## Exercise description
Please repeat the records below exactly, from the first line through the line containing "Where can the flower", and nothing more.

## Data supplied
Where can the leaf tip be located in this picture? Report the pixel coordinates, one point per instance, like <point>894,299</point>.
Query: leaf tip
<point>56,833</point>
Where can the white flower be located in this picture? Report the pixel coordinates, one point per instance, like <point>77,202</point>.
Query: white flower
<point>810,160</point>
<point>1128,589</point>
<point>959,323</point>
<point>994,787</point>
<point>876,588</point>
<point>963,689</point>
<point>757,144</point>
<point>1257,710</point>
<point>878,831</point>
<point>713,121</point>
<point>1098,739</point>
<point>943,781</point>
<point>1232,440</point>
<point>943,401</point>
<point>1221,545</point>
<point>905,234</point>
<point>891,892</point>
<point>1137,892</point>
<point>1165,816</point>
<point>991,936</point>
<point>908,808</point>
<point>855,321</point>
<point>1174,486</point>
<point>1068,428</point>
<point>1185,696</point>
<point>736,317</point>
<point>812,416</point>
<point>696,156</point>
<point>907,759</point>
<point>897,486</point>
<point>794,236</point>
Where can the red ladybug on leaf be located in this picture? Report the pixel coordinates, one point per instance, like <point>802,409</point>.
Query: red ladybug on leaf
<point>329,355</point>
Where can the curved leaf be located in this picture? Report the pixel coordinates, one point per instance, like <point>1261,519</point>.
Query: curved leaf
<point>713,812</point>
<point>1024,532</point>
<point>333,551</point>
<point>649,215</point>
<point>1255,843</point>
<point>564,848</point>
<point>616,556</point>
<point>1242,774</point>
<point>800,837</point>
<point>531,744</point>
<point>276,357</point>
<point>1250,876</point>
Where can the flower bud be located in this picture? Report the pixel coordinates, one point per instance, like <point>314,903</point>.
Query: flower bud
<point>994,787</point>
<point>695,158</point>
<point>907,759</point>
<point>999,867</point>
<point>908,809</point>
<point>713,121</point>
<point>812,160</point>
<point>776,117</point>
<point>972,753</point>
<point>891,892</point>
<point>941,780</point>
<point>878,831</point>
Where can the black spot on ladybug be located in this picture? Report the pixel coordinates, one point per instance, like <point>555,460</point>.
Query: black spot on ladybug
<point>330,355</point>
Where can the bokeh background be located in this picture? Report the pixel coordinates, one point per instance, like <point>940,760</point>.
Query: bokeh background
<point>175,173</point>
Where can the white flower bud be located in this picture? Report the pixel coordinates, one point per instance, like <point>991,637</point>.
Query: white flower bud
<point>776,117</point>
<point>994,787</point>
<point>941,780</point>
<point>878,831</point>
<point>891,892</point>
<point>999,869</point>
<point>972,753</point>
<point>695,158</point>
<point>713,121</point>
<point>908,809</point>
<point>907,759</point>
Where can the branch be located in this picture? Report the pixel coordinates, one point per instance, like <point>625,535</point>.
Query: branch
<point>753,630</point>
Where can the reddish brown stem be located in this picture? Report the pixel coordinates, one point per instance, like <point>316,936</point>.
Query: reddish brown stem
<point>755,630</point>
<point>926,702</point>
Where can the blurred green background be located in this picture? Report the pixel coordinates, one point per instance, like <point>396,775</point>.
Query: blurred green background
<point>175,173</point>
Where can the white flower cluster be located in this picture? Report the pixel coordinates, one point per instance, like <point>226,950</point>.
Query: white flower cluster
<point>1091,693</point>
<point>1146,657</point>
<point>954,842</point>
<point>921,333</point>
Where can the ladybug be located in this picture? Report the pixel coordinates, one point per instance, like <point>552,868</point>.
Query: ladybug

## Response for this exercise
Where can the leaf tip be located in this picture? Report the pixel coordinates, one point per instance, like <point>894,299</point>.
Query: leaf tip
<point>56,833</point>
Where can the white flower be located in this picture? Report the pixel coordinates, one point per instance, like <point>77,202</point>.
Query: white flower
<point>810,160</point>
<point>1128,589</point>
<point>959,323</point>
<point>994,787</point>
<point>876,588</point>
<point>963,689</point>
<point>757,144</point>
<point>1257,710</point>
<point>878,831</point>
<point>713,121</point>
<point>1098,739</point>
<point>943,781</point>
<point>1232,440</point>
<point>943,401</point>
<point>1221,545</point>
<point>905,234</point>
<point>891,892</point>
<point>1137,892</point>
<point>1165,816</point>
<point>991,936</point>
<point>908,808</point>
<point>855,321</point>
<point>1174,486</point>
<point>1068,428</point>
<point>1185,696</point>
<point>736,317</point>
<point>812,416</point>
<point>696,156</point>
<point>907,759</point>
<point>897,486</point>
<point>794,236</point>
Where can the red ladybug on leaf be located in this picture? Report the pixel coordinates, one point per instance, like <point>802,409</point>.
Query: red ladybug on leaf
<point>329,355</point>
Where can the curved leaf be located in this picture? Report the pixel coordinates, one point per instance, like <point>1261,519</point>.
Query: curved leaf
<point>713,812</point>
<point>1024,532</point>
<point>333,551</point>
<point>649,215</point>
<point>1255,843</point>
<point>564,848</point>
<point>616,556</point>
<point>1242,774</point>
<point>800,837</point>
<point>531,744</point>
<point>276,357</point>
<point>1250,876</point>
Where can the flower bud be located in this picture? Report the pixel coordinates, one point per instance, like <point>314,903</point>.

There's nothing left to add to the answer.